■ Aim of the task ■
In the answer, give only the lines from the one containing "Look at the photo above. For each instance of the white" to the end of the listing below, each reproduced word for word.
:: Extracted records
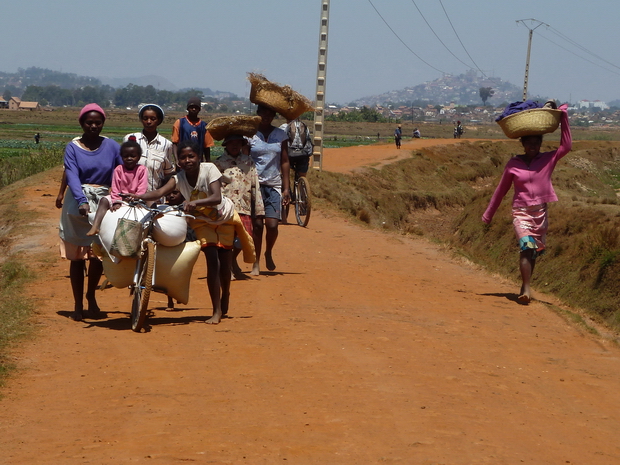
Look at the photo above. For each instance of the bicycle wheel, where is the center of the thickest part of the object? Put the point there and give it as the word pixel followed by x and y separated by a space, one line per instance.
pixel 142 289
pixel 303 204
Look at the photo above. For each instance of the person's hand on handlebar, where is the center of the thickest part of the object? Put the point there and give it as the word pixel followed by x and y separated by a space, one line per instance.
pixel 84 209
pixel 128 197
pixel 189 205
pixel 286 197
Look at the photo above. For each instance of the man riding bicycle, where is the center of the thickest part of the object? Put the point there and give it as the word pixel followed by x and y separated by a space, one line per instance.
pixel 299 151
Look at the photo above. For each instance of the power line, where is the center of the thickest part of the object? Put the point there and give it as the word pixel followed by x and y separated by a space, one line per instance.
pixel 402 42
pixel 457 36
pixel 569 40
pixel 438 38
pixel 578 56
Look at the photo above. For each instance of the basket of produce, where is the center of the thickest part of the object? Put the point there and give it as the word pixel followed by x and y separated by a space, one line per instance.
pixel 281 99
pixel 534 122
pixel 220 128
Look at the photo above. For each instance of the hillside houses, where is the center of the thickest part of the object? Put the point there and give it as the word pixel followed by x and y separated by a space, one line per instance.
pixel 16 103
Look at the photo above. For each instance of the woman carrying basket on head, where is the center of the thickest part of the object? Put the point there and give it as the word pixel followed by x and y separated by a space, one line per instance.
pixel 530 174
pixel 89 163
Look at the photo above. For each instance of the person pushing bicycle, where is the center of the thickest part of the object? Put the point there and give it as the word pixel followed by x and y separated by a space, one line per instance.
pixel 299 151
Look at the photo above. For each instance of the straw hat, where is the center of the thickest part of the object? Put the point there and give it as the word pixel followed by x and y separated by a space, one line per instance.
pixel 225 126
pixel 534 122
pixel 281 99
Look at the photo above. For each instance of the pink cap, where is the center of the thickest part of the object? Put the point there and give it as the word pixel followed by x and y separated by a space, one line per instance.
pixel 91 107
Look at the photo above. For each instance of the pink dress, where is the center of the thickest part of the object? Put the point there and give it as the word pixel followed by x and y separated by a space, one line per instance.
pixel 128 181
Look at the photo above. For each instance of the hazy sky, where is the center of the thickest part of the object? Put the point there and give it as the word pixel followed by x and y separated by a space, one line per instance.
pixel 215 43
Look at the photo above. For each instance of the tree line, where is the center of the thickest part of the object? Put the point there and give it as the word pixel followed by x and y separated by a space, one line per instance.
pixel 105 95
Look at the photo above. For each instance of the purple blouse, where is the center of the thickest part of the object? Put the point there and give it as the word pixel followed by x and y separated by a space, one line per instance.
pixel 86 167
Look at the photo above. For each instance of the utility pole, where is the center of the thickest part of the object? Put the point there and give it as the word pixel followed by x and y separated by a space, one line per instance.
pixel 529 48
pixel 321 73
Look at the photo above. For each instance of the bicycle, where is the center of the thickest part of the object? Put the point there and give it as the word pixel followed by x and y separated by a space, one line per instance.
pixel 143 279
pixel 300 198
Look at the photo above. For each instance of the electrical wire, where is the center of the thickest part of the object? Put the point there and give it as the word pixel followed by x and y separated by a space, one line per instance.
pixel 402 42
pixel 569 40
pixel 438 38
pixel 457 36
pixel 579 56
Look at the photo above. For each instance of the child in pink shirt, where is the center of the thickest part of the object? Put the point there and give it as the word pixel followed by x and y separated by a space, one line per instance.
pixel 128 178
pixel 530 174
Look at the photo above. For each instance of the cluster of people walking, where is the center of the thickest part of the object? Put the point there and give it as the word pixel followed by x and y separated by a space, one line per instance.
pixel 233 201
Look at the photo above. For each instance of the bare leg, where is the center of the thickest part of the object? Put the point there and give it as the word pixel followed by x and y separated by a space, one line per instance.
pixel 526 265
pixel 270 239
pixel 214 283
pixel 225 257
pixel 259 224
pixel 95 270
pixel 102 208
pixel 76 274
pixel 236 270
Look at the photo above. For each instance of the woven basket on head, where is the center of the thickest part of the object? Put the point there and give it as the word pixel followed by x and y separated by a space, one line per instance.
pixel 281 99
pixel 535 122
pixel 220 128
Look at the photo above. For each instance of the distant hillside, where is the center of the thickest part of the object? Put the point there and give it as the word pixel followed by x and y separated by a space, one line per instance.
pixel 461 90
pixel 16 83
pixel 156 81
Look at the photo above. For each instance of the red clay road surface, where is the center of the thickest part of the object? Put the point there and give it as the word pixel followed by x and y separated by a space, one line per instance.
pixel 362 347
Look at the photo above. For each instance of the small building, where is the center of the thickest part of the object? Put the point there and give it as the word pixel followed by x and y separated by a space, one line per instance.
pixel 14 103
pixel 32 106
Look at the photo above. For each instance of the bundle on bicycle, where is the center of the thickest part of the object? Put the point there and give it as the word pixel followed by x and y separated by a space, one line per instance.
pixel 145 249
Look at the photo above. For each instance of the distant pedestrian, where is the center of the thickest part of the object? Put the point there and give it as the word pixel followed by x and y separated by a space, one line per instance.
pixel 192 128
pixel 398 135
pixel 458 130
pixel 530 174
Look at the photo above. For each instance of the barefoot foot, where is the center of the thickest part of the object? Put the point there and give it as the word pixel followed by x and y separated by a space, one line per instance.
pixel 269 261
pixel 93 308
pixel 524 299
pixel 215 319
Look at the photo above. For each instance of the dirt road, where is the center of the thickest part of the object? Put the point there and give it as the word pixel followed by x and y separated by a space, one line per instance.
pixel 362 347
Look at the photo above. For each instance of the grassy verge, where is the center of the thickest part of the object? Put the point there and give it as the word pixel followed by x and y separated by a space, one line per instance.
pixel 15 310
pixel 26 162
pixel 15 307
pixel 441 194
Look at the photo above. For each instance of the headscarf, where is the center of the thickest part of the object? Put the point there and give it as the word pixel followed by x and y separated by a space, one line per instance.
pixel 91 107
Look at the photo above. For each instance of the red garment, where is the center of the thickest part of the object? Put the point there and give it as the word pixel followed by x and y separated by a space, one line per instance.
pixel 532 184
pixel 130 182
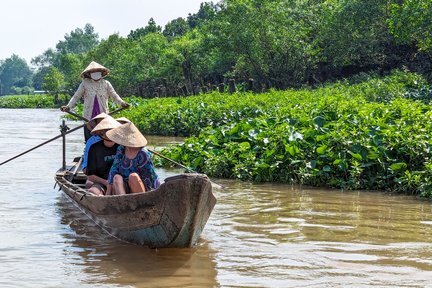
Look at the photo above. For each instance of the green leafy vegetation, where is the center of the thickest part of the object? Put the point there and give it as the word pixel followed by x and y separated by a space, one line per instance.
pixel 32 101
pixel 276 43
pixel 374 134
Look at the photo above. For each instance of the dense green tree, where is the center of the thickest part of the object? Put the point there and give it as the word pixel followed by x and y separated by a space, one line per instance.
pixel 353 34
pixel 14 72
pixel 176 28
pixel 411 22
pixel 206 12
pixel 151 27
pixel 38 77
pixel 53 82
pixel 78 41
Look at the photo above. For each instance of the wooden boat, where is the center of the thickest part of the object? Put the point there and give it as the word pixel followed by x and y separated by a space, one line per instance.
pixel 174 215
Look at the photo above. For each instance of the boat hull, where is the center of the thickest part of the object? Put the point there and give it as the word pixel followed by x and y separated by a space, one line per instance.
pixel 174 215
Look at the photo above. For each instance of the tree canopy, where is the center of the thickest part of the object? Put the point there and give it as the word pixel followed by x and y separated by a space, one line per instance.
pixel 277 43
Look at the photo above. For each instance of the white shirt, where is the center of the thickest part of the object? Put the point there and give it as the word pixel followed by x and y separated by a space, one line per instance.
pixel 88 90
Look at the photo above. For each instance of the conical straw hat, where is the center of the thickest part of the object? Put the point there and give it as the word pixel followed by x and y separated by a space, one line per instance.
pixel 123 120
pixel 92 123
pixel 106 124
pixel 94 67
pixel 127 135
::::
■ Answer space ■
Look at the photo above. For each instance of the white shirt, where is the center of the thickest part of the object? Put the point there and give it as the word pixel followed by x and y separated by a space, one line per instance.
pixel 88 90
Look at the photo above. For each instance of the conical straw hat, where is the center of the thickest part of the object? Put the point there and give it as the word pixel followed by x and y separated by a space, one line per instance.
pixel 123 120
pixel 92 123
pixel 106 124
pixel 94 67
pixel 127 135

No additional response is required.